Seção de texto>
......
Esta manhã foi como qualquer outra. Preparei aveia para meu filho de 4 anos e saí para passear com nossos cachorros. Momentos corriqueiros e cotidianos como esses parecem insignificantes. Mas eles são vistos. Vivemos cada momento sob o olhar de Deus: “Os olhos do SENHOR estão em todo lugar, contemplando os maus e os bons” (Pv 15:3). Nada escapa à sua visão.
No entanto, Deus não apenas nos vê — Ele se deleita em nós. As Escrituras incluem versículos surpreendentes sobre o deleite estético que Deus tem pelo seu povo. C. S. Lewis capta essa maravilha: “Agradar a Deus… ser um verdadeiro ingrediente na felicidade divina… ser amado por Deus, não apenas ser objeto de piedade, mas motivo de deleite, como um artista se deleita em sua obra ou em um filho — parece impossível, um peso ou fardo de glória que nossos pensamentos mal conseguem suportar. Mas é assim.”
Quando as pessoas reagem à estética de algo que veem, seja com deleite ou repulsa, isso as transforma. Mas Deus não muda em resposta ao que vê. Outra maneira de dizer isso é afirmar que Deus é imutável e impassível. Ainda assim, a criação e as pessoas trazem verdadeiro deleite a Deus. Deus se deleita no bom, no verdadeiro e no belo; Ele odeia o mal e a falsidade. Contemplemos sobre como os cristãos trazem verdadeiro deleite a um Deus infinitamente feliz, com base na união com Cristo.
......
Requisitos do exercício>
1. Responda com base no texto sobre o deleite de Deus:
(a) O que foi preparado para o filho de 4 anos?
(b) Qual autor é citado no segundo parágrafo?
(c) O que Deus odeia, segundo o terceiro parágrafo?
2. Atualize o trecho do texto sobre o deleite de Deus de "Quando as pessoas" até "união com Cristo.", substituindo "repulsa" por "aversão".
3. Escreva a continuação do texto sobre o deleite de Deus a partir da última frase.

Linhas de um conjunto de dados de apontamento>
......
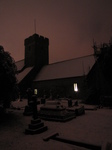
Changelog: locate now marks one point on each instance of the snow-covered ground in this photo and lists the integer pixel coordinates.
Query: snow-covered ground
(94, 127)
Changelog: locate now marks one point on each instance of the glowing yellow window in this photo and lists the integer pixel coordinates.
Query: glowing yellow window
(75, 87)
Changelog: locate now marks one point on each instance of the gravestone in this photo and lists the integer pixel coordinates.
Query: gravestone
(36, 126)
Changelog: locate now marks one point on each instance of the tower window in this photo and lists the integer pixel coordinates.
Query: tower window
(75, 87)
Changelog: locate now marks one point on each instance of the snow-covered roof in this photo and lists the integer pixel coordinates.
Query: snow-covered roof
(66, 69)
(22, 74)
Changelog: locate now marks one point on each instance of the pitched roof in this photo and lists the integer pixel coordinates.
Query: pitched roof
(20, 76)
(66, 69)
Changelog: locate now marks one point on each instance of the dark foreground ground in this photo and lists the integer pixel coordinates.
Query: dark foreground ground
(94, 127)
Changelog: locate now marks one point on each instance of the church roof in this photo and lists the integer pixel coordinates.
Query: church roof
(21, 75)
(66, 69)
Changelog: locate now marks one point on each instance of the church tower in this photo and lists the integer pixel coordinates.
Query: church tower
(36, 51)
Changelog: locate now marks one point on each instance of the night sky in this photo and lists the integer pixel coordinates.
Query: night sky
(70, 25)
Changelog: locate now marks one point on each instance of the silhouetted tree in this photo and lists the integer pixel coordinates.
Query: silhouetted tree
(8, 81)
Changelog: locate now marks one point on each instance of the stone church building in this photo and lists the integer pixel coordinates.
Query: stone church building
(69, 78)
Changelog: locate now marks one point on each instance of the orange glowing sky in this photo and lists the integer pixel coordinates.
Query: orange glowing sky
(70, 25)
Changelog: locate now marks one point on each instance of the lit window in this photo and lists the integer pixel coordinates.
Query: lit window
(35, 91)
(75, 87)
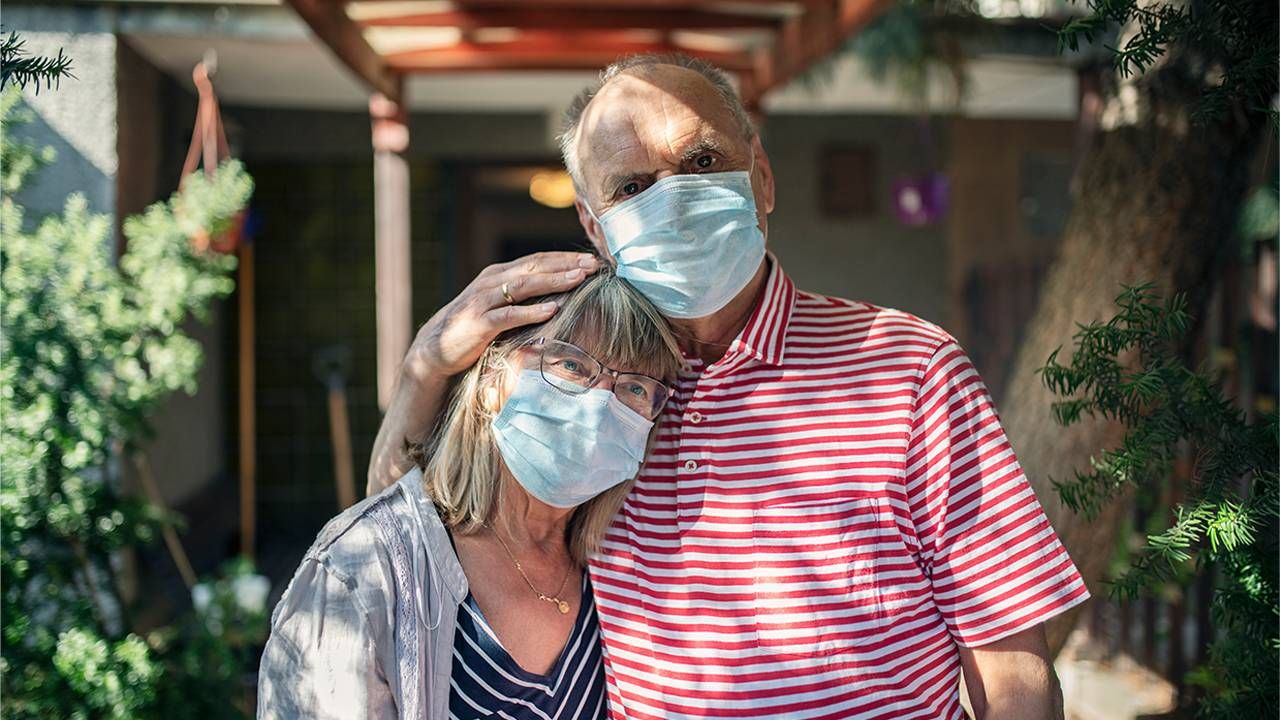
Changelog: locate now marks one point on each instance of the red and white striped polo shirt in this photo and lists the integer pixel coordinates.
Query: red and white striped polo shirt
(828, 511)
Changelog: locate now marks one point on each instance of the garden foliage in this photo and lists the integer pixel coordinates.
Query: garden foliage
(90, 345)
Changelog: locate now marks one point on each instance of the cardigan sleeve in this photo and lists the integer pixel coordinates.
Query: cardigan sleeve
(320, 660)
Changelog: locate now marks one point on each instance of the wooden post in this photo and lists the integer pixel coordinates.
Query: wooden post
(391, 238)
(247, 418)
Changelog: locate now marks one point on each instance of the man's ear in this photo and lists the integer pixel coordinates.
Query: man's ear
(763, 176)
(594, 232)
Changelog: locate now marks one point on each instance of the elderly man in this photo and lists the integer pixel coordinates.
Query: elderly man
(832, 523)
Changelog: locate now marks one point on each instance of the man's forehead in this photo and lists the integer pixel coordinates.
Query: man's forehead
(652, 114)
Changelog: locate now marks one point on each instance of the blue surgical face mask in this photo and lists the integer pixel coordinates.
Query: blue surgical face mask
(689, 242)
(567, 449)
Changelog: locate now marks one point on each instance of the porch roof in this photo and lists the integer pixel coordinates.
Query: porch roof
(760, 42)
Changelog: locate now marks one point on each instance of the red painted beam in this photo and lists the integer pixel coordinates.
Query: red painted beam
(336, 30)
(544, 54)
(805, 39)
(576, 18)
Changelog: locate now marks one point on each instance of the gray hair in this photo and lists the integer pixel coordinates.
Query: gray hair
(639, 64)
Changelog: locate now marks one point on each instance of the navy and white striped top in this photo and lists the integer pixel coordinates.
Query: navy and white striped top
(488, 683)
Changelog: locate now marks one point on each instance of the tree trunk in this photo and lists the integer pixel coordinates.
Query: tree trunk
(1156, 201)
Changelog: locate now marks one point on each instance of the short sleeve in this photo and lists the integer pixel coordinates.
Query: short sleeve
(320, 660)
(995, 564)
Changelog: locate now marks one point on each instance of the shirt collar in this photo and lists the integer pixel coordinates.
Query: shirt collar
(764, 335)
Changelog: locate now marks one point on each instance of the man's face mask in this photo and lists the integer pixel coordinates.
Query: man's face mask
(689, 242)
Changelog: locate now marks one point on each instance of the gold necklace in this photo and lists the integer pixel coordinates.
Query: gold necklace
(553, 598)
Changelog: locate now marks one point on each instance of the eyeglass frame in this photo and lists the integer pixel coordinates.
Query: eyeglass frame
(604, 369)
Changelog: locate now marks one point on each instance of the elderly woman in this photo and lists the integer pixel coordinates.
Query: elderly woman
(460, 592)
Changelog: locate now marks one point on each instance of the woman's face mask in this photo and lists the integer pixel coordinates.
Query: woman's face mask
(566, 449)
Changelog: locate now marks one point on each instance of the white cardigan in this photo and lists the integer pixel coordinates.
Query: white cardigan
(365, 629)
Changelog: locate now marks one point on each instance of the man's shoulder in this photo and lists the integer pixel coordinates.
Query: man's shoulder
(821, 314)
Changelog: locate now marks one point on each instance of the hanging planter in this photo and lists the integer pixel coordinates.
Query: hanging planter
(209, 147)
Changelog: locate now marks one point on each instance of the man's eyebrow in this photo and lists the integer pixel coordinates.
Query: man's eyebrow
(703, 144)
(616, 180)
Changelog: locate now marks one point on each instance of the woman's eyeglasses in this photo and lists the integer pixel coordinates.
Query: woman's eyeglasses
(571, 369)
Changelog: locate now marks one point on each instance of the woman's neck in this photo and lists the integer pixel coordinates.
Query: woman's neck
(525, 520)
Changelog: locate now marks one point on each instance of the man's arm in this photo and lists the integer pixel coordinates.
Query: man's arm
(453, 340)
(1013, 678)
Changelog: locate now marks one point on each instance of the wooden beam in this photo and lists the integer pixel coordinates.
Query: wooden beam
(329, 22)
(808, 37)
(576, 18)
(392, 278)
(247, 401)
(781, 5)
(562, 53)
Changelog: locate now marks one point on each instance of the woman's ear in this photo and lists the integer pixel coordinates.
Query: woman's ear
(489, 399)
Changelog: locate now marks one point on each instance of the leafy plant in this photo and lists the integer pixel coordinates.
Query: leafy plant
(1234, 41)
(1129, 369)
(23, 69)
(90, 346)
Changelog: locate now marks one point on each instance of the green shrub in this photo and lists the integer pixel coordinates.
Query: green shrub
(90, 345)
(1130, 369)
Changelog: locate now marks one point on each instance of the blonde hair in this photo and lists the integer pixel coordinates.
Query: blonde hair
(461, 461)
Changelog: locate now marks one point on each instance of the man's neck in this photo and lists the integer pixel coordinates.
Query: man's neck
(708, 338)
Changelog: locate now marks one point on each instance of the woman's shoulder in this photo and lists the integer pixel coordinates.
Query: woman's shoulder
(375, 525)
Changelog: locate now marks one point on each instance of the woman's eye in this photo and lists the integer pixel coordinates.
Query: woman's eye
(635, 390)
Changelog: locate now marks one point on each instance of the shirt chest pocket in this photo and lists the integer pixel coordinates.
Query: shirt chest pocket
(828, 573)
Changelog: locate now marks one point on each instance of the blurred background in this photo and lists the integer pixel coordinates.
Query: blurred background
(931, 156)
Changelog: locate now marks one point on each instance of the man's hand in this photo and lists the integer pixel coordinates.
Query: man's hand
(455, 338)
(1013, 678)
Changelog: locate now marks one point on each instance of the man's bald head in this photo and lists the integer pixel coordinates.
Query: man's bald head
(714, 83)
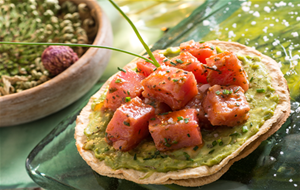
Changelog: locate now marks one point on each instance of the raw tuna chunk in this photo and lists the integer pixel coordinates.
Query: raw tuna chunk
(226, 70)
(175, 130)
(146, 68)
(199, 50)
(188, 62)
(197, 104)
(124, 84)
(129, 125)
(226, 105)
(159, 107)
(170, 85)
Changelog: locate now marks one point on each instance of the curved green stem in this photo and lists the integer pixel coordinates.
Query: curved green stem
(78, 45)
(155, 63)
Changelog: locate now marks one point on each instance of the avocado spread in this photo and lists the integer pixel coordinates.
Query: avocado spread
(217, 143)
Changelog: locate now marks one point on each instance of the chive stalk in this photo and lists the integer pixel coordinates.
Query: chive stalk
(154, 62)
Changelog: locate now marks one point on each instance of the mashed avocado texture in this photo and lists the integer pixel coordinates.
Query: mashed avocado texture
(217, 143)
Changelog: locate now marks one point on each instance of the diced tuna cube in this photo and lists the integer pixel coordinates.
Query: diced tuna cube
(146, 68)
(226, 105)
(124, 84)
(129, 125)
(170, 85)
(188, 62)
(197, 104)
(226, 69)
(159, 107)
(199, 50)
(175, 130)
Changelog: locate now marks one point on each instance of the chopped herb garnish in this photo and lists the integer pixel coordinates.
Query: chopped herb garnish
(172, 63)
(179, 61)
(118, 81)
(220, 142)
(251, 79)
(245, 129)
(186, 120)
(261, 90)
(165, 113)
(126, 123)
(187, 156)
(225, 92)
(149, 158)
(167, 144)
(214, 143)
(120, 69)
(234, 134)
(127, 99)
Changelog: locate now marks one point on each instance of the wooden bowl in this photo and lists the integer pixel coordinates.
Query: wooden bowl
(65, 88)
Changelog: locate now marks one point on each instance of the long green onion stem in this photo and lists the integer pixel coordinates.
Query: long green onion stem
(78, 45)
(155, 63)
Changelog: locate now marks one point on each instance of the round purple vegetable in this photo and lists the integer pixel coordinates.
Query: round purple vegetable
(56, 59)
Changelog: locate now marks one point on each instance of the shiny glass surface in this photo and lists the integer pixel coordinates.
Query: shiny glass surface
(275, 164)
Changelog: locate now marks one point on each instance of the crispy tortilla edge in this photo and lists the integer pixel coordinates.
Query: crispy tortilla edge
(201, 175)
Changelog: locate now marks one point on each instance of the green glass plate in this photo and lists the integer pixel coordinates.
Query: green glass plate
(272, 28)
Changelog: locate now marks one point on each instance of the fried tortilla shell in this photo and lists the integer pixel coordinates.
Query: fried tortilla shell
(204, 174)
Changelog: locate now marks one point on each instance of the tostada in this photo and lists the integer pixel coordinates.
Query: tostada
(186, 122)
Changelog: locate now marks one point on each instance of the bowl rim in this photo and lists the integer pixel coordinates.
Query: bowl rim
(99, 13)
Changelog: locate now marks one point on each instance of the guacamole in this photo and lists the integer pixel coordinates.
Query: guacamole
(217, 143)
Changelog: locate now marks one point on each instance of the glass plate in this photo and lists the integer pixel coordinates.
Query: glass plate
(271, 27)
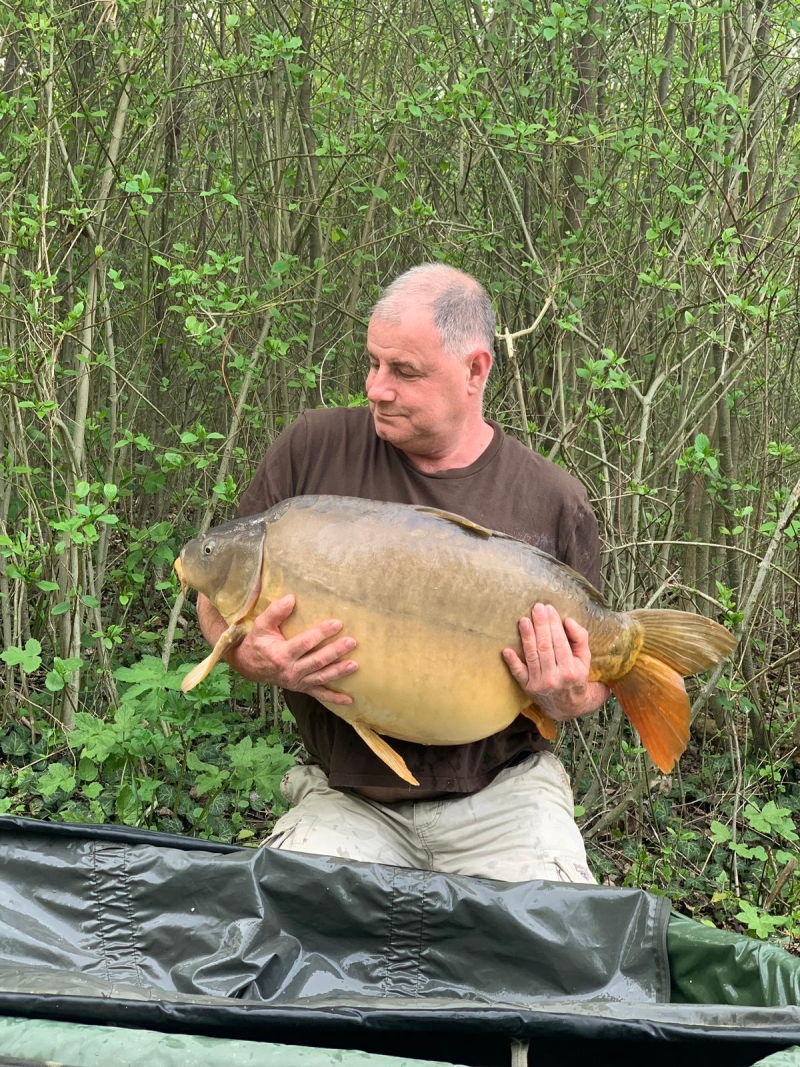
......
Respostas esperadas>
1.
(a) Aveia.
(b) C. S. Lewis.
(c) O mal e a falsidade.

2.
Quando as pessoas reagem à estética de algo que veem, seja com deleite ou aversão, isso as transforma. Mas Deus não muda em resposta ao que vê. Outra maneira de dizer isso é afirmar que Deus é imutável e impassível. Ainda assim, a criação e as pessoas trazem verdadeiro deleite a Deus. Deus se deleita no bom, no verdadeiro e no belo; Ele odeia o mal e a falsidade. Contemplemos sobre como os cristãos trazem verdadeiro deleite a um Deus infinitamente feliz, com base na união com Cristo.

3.
O Deleite de Deus na Criação
O deleite estético de Deus na criação é apresentado na primeira página das Escrituras. Em Gênesis 1, Deus cria e molda o cosmos por meio de sua Palavra e Espírito. Seis vezes, ao final de cada dia, somos informados sobre o prazer de Deus por sua obra ser boa e bela.
Deus se deleita com a presença da luz (Gn 1:4), com o oceano e a terra firme (Gn 1:10), e com as estrelas e no universo (Gn 1:18). A variedade de pássaros, peixes e animais o agrada (Gn 1:21, 25). Deus aprecia a glória das árvores e os frutos que elas produzem (Gn 1:12). Ao final do sexto dia, o clímax, somos informados do deleite de Deus pela sétima vez: “Viu Deus tudo quanto fizera, e eis que era muito bom” (Gn 1:31).
A Repulsa de Deus ao Pecado
O prazer de Deus em ver a beleza da criação contrasta fortemente com sua repulsa pela poluição e destruição causadas pelo pecado. No mundo após a queda, o mal corre desenfreado. Quando navegamos pelas notícias, não demora muito para encontrar algo horrível. Assassinatos, adultérios, abusos e inúmeros outros males são relatados diariamente.
A resposta apropriada é tristeza e repulsa. Quando reagimos assim, de forma limitada refletimos o ódio infinito de Deus pelo mal. Deus olha para o pecado com desagrado: “Viu o SENHOR que a maldade do homem se havia multiplicado na terra… e isso lhe pesou no coração” (Gn 6:5-6). Deus, em sua infinita santidade, contempla o pecado e o mal em todas as suas formas com perfeita repulsa.
Infelizmente, o mal não é apenas algo externo. Ele é dolorosamente pessoal, pois marca nossa identidade caída e nossa realidade diária. Sem exceção, todas as pessoas estão cheias da corrupção maligna do pecado (Rm 3:9-19). É difícil compreender isso, mas apenas porque não consideramos nosso pecado sob a perspectiva de Deus. Sem Cristo, somos verdadeiramente repulsivos para Deus.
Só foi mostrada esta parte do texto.